**BRIEF**. Count the lines in the material below that contain the word "written". Reply with the number alone.

**RAW DATA**.

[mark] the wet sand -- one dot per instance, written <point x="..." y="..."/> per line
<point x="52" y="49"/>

==

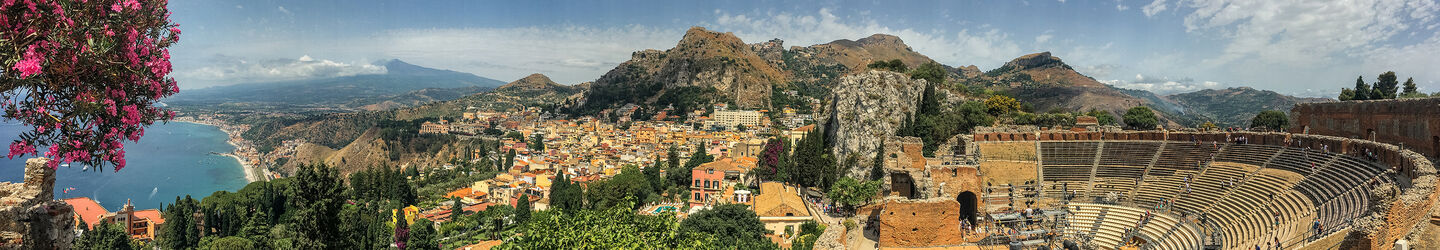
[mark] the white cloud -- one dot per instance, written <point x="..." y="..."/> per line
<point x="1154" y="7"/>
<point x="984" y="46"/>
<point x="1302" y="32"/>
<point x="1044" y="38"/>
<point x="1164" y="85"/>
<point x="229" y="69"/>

* * *

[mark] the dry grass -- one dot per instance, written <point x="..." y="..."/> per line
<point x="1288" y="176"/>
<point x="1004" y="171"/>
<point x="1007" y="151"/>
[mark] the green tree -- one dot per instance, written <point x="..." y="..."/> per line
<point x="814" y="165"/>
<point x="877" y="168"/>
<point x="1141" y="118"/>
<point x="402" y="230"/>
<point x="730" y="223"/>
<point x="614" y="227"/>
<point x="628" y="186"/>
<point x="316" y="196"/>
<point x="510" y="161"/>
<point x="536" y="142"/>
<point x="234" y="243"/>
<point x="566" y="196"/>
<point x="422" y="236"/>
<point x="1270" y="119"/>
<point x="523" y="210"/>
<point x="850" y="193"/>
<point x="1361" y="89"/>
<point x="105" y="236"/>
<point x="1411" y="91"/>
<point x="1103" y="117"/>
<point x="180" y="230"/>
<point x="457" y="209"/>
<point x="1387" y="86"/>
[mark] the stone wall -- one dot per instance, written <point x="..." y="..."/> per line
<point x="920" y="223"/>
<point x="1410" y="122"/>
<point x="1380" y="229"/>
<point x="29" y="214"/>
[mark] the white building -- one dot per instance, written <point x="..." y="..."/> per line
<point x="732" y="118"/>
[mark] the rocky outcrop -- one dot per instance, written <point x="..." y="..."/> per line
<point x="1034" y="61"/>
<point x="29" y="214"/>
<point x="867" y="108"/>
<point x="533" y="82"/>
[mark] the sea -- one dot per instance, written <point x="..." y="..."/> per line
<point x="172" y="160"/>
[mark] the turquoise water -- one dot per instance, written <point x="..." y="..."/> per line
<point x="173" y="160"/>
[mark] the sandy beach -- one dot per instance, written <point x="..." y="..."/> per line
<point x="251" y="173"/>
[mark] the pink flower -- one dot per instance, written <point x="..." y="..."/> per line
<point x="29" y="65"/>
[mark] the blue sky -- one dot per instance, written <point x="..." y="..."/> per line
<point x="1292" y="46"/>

**RESPONSE**. 12